REQUIRED WORK: Copy the material word for word from its first line through the line containing "[32,0,389,259]", including that line. Leave the pictures out.

(Records from a collection)
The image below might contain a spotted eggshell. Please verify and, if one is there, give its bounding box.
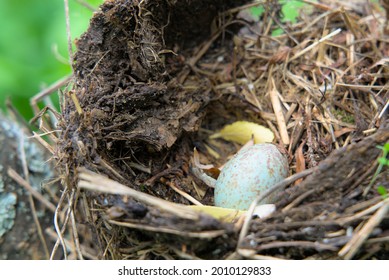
[215,144,289,210]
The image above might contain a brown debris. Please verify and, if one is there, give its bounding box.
[32,0,389,259]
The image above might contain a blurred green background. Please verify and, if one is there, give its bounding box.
[0,0,302,119]
[0,0,103,118]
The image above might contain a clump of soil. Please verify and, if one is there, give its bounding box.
[48,0,389,259]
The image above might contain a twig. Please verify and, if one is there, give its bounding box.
[289,28,342,62]
[165,181,203,206]
[78,168,199,220]
[269,74,290,145]
[108,220,225,239]
[338,199,389,260]
[64,0,73,68]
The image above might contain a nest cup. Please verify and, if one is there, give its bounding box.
[56,0,389,259]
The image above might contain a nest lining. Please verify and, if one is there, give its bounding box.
[41,0,389,259]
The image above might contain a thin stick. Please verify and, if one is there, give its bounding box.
[20,134,50,259]
[338,199,389,260]
[50,188,69,260]
[270,76,290,145]
[289,28,342,62]
[78,168,199,220]
[64,0,73,69]
[69,189,84,260]
[237,167,317,248]
[7,167,56,213]
[165,179,203,206]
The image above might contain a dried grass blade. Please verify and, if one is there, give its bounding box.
[78,168,199,220]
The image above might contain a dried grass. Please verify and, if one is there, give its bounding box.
[30,1,389,259]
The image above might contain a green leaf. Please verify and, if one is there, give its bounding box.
[377,157,389,165]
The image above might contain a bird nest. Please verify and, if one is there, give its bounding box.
[34,0,389,259]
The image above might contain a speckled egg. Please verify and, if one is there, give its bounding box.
[215,144,289,210]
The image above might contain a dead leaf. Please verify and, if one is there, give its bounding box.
[210,121,274,145]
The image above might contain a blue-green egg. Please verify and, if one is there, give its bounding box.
[215,144,289,210]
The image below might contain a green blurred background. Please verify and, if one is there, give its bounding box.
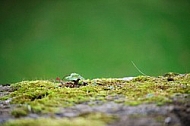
[0,0,190,84]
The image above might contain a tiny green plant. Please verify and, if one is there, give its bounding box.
[131,61,147,76]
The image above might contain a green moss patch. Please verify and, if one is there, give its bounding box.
[0,74,190,117]
[3,114,110,126]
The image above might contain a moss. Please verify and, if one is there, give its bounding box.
[3,117,105,126]
[1,74,190,116]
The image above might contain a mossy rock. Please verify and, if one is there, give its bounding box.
[1,74,190,126]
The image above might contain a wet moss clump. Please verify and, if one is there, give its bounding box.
[3,115,109,126]
[2,74,190,121]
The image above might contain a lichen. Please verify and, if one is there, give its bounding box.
[2,74,190,124]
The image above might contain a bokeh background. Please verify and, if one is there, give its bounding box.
[0,0,190,84]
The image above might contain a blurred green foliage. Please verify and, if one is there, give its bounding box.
[0,0,190,83]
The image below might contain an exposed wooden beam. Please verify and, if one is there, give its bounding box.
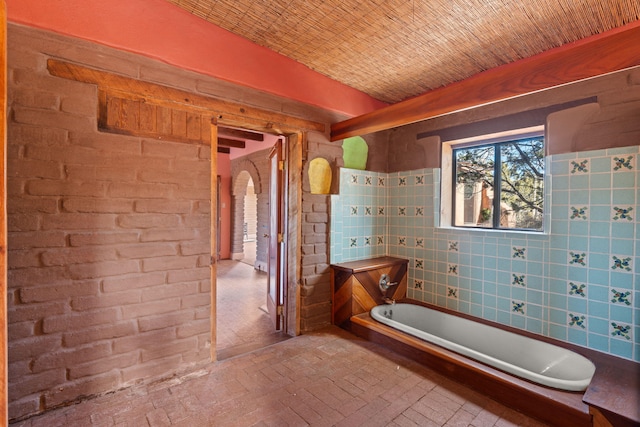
[218,126,264,141]
[47,59,325,133]
[331,21,640,141]
[218,137,245,148]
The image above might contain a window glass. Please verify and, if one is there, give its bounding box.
[452,136,544,231]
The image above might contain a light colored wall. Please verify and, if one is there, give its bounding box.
[7,24,336,419]
[331,68,640,361]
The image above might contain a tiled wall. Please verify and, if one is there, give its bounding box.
[331,147,640,361]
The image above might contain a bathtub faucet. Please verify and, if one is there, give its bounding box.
[378,274,398,294]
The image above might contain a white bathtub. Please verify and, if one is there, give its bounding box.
[371,303,596,391]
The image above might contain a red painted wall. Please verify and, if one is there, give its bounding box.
[7,0,386,116]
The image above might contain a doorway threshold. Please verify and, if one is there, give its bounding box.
[216,332,292,361]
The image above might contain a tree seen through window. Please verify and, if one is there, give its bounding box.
[453,136,544,231]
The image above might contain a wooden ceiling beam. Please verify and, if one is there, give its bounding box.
[218,126,264,141]
[218,137,245,148]
[331,21,640,141]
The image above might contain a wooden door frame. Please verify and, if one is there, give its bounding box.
[0,0,9,425]
[210,123,306,361]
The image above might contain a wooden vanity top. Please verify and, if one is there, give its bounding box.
[331,256,409,273]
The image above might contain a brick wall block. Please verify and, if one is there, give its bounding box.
[62,197,133,213]
[9,250,40,268]
[140,337,198,363]
[12,106,97,131]
[142,256,198,272]
[71,289,142,311]
[113,328,176,356]
[141,282,198,302]
[138,310,192,332]
[304,212,329,223]
[7,123,69,149]
[302,254,328,266]
[102,272,166,292]
[62,320,138,348]
[176,319,211,338]
[182,293,211,309]
[11,88,60,111]
[122,298,180,319]
[302,233,328,244]
[7,321,36,341]
[69,260,140,280]
[116,214,180,228]
[140,229,198,242]
[134,200,191,214]
[7,199,59,215]
[41,247,118,266]
[9,335,60,363]
[7,301,69,324]
[9,369,66,401]
[116,242,178,259]
[107,182,175,199]
[42,213,116,230]
[42,308,120,334]
[32,342,111,373]
[121,355,182,385]
[7,215,40,232]
[44,371,120,409]
[7,159,63,179]
[20,280,100,303]
[180,240,211,257]
[69,231,138,246]
[68,352,138,380]
[9,394,40,420]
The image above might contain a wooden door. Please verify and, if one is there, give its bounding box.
[0,0,9,425]
[267,140,286,331]
[209,124,219,360]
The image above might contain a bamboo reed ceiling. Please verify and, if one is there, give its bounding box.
[167,0,640,103]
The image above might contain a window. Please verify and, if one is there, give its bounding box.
[443,132,545,231]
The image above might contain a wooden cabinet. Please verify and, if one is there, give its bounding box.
[331,257,409,325]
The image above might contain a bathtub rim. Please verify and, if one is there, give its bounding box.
[341,298,640,427]
[371,302,596,392]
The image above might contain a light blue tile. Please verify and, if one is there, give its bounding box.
[611,222,635,239]
[589,253,611,270]
[587,334,609,353]
[610,271,634,290]
[592,173,611,190]
[589,190,612,205]
[567,328,587,347]
[588,301,609,319]
[551,220,569,234]
[551,175,570,191]
[589,237,611,254]
[551,189,570,206]
[549,324,567,341]
[591,157,611,174]
[569,224,589,237]
[611,239,634,258]
[587,316,609,335]
[588,269,609,289]
[609,304,633,324]
[589,221,612,238]
[569,191,590,205]
[611,189,636,205]
[609,339,633,359]
[612,172,636,191]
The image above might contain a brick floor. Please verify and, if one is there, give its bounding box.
[12,327,544,427]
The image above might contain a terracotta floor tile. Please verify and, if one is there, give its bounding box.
[12,266,544,427]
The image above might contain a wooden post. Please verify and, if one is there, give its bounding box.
[0,0,8,425]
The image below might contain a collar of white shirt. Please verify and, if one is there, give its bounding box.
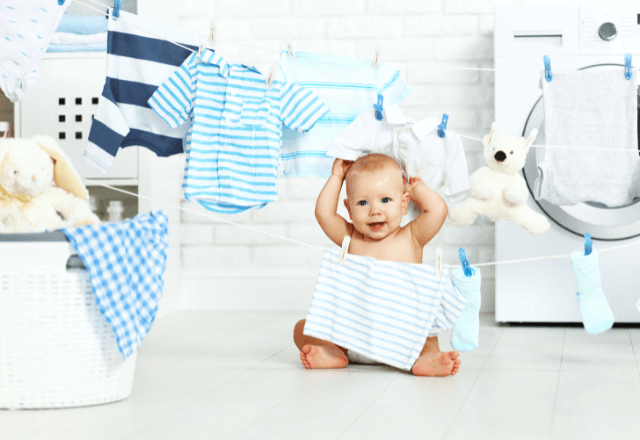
[384,104,440,140]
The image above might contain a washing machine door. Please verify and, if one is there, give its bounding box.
[522,64,640,240]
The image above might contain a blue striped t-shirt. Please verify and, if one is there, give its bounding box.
[280,51,412,177]
[149,49,329,213]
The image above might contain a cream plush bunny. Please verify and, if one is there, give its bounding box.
[449,122,550,234]
[0,136,100,233]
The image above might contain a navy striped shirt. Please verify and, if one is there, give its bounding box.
[84,9,199,174]
[149,49,329,213]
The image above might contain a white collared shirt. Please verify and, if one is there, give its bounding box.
[327,105,469,195]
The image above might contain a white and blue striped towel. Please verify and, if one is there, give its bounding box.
[304,251,466,371]
[62,211,169,359]
[84,9,200,174]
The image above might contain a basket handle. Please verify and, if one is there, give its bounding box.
[67,254,87,271]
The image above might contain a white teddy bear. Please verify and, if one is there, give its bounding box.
[449,122,550,234]
[0,136,100,233]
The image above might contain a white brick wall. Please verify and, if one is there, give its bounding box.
[160,0,504,312]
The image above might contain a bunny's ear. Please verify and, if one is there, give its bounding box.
[31,136,89,200]
[0,139,13,176]
[482,122,500,147]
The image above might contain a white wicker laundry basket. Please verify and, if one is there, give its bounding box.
[0,232,136,409]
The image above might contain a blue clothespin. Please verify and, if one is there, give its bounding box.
[373,95,383,121]
[624,53,631,79]
[113,0,122,18]
[438,113,449,137]
[544,55,553,82]
[584,232,593,255]
[458,248,473,277]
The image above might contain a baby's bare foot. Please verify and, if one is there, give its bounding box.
[300,345,349,369]
[411,351,461,376]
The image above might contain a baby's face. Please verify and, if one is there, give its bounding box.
[345,167,409,240]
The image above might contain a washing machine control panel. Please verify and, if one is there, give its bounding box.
[580,5,640,55]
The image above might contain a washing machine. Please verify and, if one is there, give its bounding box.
[494,4,640,323]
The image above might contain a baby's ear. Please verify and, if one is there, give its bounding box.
[344,199,351,219]
[402,192,411,215]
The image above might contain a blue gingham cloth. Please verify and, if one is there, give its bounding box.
[62,211,169,359]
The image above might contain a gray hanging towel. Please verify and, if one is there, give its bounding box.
[534,68,640,207]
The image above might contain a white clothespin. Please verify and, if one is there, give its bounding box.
[0,122,11,138]
[266,61,280,89]
[285,38,298,63]
[372,43,382,70]
[436,248,443,279]
[338,235,351,264]
[198,37,206,59]
[209,18,218,47]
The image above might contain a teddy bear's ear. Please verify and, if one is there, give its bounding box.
[524,128,538,150]
[482,122,500,147]
[31,136,89,200]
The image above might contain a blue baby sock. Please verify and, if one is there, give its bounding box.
[571,250,613,335]
[451,267,481,351]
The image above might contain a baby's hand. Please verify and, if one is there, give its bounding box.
[331,159,353,180]
[402,177,424,200]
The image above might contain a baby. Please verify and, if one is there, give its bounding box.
[293,154,460,376]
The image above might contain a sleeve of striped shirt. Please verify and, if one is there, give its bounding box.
[327,111,380,160]
[148,52,198,128]
[280,81,330,132]
[376,63,413,105]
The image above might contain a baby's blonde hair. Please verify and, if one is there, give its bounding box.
[345,153,402,197]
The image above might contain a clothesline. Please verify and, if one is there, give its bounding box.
[82,178,640,268]
[72,0,637,154]
[72,0,640,75]
[318,93,638,154]
[73,0,640,267]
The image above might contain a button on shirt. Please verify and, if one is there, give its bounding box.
[149,49,329,213]
[327,105,469,195]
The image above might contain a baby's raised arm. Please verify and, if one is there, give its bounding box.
[316,159,356,246]
[405,177,449,247]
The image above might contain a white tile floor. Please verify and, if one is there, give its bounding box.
[0,312,640,440]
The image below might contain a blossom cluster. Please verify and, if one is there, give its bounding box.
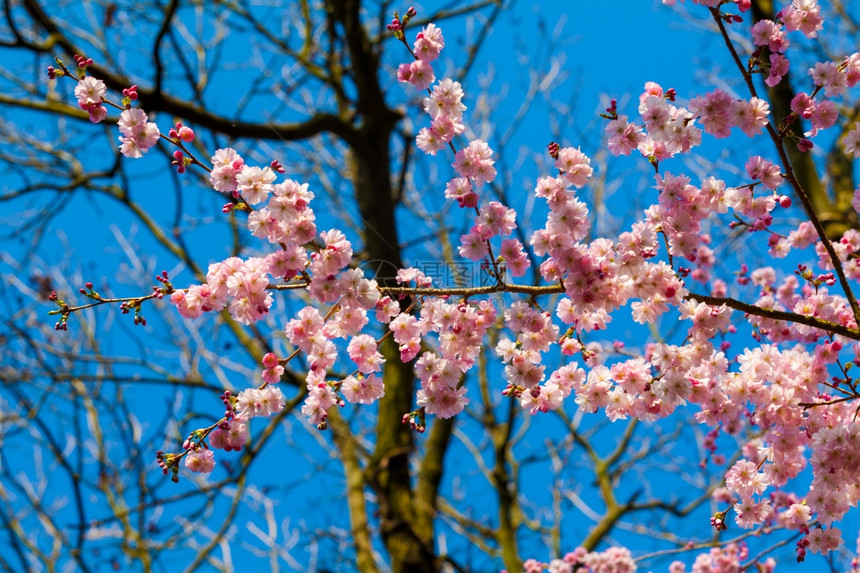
[52,0,860,573]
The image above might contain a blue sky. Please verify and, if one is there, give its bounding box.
[5,0,856,570]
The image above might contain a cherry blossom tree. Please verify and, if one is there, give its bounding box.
[2,0,860,571]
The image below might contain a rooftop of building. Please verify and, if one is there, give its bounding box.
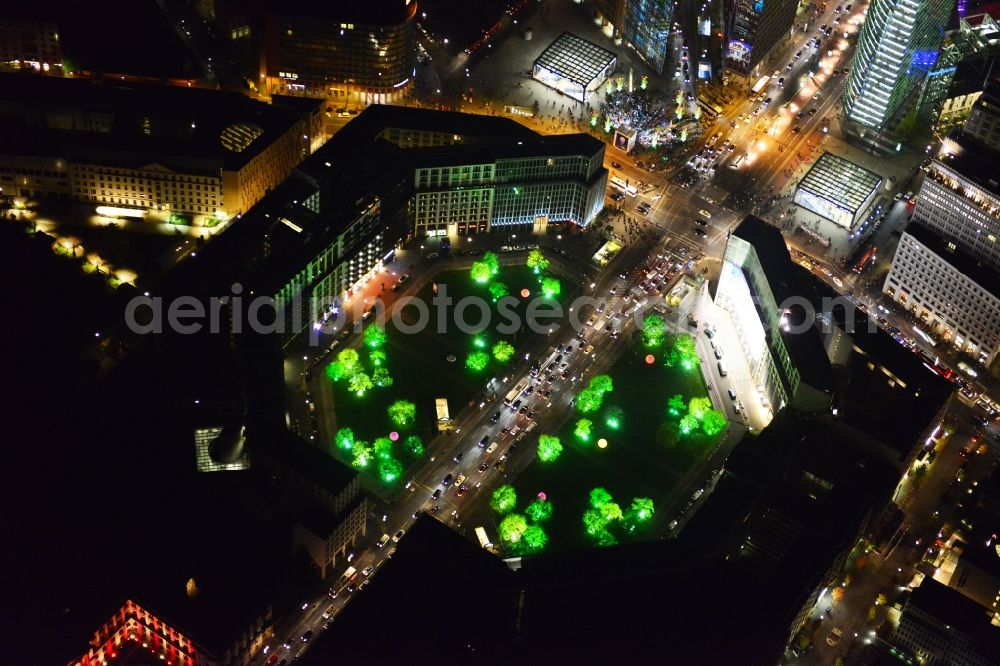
[798,152,882,212]
[934,130,1000,196]
[299,515,519,666]
[733,215,834,391]
[0,74,321,175]
[903,222,1000,299]
[902,576,1000,644]
[265,0,421,26]
[247,428,358,495]
[535,32,617,87]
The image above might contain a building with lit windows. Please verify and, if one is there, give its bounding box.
[715,216,834,414]
[0,11,62,74]
[793,153,882,230]
[224,0,418,106]
[531,32,618,102]
[892,576,1000,666]
[842,0,955,152]
[590,0,674,74]
[882,223,1000,367]
[0,75,323,220]
[726,0,799,77]
[912,135,1000,270]
[964,79,1000,150]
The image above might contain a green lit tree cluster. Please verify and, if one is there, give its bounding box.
[465,351,490,372]
[667,394,726,437]
[493,340,514,363]
[362,324,386,349]
[333,428,354,451]
[538,435,562,462]
[542,277,562,298]
[490,484,517,515]
[604,405,625,430]
[583,487,653,546]
[490,282,510,303]
[483,252,500,277]
[642,314,667,349]
[326,344,393,397]
[526,247,550,274]
[386,400,417,428]
[469,261,490,284]
[576,375,614,414]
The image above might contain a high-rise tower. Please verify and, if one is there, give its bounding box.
[843,0,955,151]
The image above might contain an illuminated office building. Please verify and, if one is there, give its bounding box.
[843,0,955,152]
[726,0,798,76]
[591,0,674,74]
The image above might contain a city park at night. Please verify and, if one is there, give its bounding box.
[323,246,726,555]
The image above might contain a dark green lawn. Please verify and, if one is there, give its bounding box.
[514,344,712,550]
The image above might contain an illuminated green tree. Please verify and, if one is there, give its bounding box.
[386,400,417,428]
[688,397,712,421]
[326,361,350,382]
[701,409,726,437]
[364,324,385,349]
[524,499,552,523]
[521,525,549,555]
[333,428,354,451]
[490,484,517,514]
[583,509,608,537]
[526,247,549,273]
[465,351,490,372]
[667,393,687,417]
[378,458,403,483]
[469,261,490,284]
[483,252,500,276]
[347,371,375,396]
[499,513,528,544]
[403,435,424,458]
[590,487,611,509]
[490,282,510,303]
[372,368,395,388]
[642,315,667,348]
[599,502,625,523]
[372,437,392,460]
[604,405,625,430]
[351,440,372,467]
[493,340,514,363]
[681,414,698,435]
[589,375,615,393]
[337,349,361,375]
[538,435,562,462]
[542,277,562,298]
[628,497,653,521]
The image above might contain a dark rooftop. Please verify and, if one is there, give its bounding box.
[299,515,518,666]
[935,127,1000,196]
[733,215,834,392]
[266,0,422,26]
[905,222,1000,298]
[0,74,320,173]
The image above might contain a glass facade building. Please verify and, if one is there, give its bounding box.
[622,0,674,74]
[843,0,955,145]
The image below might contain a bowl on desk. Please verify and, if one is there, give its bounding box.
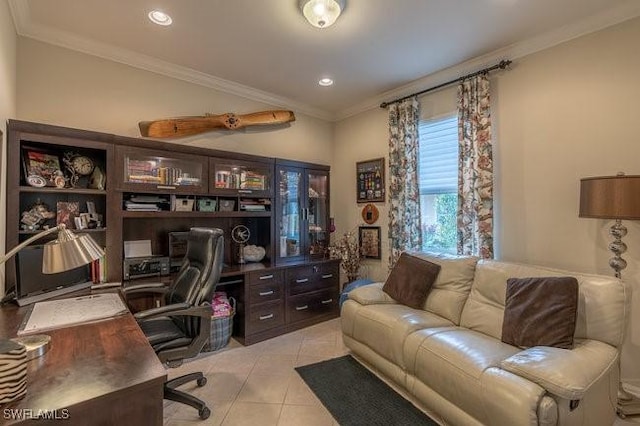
[242,245,266,262]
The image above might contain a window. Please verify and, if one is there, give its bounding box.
[418,115,458,253]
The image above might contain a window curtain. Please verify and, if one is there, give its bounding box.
[458,74,493,259]
[389,97,422,268]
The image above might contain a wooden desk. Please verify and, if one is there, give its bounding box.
[0,298,167,425]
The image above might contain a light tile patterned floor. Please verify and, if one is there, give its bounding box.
[164,319,640,426]
[164,319,347,426]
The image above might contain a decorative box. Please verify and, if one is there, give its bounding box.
[171,195,195,212]
[218,200,236,212]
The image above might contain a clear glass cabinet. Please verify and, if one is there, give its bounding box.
[275,166,329,262]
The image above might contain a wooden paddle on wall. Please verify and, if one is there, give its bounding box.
[138,110,296,138]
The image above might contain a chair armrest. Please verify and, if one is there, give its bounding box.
[133,303,205,321]
[501,340,618,400]
[349,283,398,305]
[122,283,169,297]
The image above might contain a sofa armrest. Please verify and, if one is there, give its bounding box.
[349,283,398,305]
[501,340,618,400]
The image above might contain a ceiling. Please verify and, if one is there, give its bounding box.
[9,0,640,120]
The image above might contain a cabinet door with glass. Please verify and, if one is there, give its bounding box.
[209,158,273,198]
[275,166,306,262]
[275,165,329,263]
[303,170,329,258]
[116,146,209,194]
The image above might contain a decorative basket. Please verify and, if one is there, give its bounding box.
[202,297,236,352]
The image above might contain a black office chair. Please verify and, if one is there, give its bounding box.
[125,228,224,420]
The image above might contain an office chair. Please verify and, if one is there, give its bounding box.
[124,228,224,420]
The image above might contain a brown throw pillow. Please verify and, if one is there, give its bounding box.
[382,253,440,309]
[502,277,578,349]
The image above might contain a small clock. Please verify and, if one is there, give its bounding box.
[62,152,95,188]
[71,155,95,176]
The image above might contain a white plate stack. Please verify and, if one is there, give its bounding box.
[0,339,27,404]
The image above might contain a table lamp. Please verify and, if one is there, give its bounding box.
[0,224,104,403]
[579,173,640,417]
[0,223,104,274]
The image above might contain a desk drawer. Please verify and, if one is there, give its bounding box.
[247,301,284,334]
[287,265,339,296]
[287,290,338,322]
[249,281,283,305]
[247,270,282,286]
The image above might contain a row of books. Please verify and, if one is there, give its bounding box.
[239,198,271,212]
[216,170,267,191]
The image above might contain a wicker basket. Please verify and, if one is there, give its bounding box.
[202,297,236,352]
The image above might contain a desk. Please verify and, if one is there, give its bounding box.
[0,298,167,425]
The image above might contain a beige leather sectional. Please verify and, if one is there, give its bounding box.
[341,253,629,426]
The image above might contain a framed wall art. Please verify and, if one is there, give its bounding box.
[358,226,382,259]
[356,157,385,203]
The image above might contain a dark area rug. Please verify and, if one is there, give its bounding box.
[296,355,438,426]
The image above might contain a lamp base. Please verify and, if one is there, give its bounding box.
[11,334,51,361]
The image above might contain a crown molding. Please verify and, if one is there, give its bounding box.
[335,0,640,121]
[8,0,640,121]
[9,0,335,121]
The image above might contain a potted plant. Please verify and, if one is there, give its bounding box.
[329,231,361,282]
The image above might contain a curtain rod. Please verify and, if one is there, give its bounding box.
[380,60,511,108]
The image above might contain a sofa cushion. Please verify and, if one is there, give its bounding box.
[411,252,478,325]
[405,328,524,424]
[502,277,578,349]
[342,300,453,369]
[382,253,440,309]
[460,260,630,347]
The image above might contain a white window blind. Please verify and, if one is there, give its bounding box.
[418,115,458,195]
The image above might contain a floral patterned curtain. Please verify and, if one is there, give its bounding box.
[389,97,422,268]
[458,74,493,259]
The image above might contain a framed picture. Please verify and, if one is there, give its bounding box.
[358,226,382,259]
[356,157,385,203]
[22,147,64,187]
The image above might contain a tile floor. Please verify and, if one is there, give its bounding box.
[164,319,640,426]
[164,319,348,426]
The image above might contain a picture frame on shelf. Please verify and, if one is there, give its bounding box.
[356,157,385,203]
[22,146,64,187]
[358,226,382,259]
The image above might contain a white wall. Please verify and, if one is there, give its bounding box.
[17,37,333,164]
[332,19,640,384]
[0,0,17,295]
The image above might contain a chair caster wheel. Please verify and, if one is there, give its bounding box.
[198,407,211,420]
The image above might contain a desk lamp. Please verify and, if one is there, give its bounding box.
[579,173,640,417]
[0,224,104,403]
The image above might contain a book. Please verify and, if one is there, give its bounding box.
[56,201,80,229]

REPLY:
The image below might contain a spotted eggshell. Please verify and, if one is there, give its bounding box.
[215,144,289,210]
The image above might contain a brown debris. Please verify and, if one is there, give its bounding box.
[32,0,389,259]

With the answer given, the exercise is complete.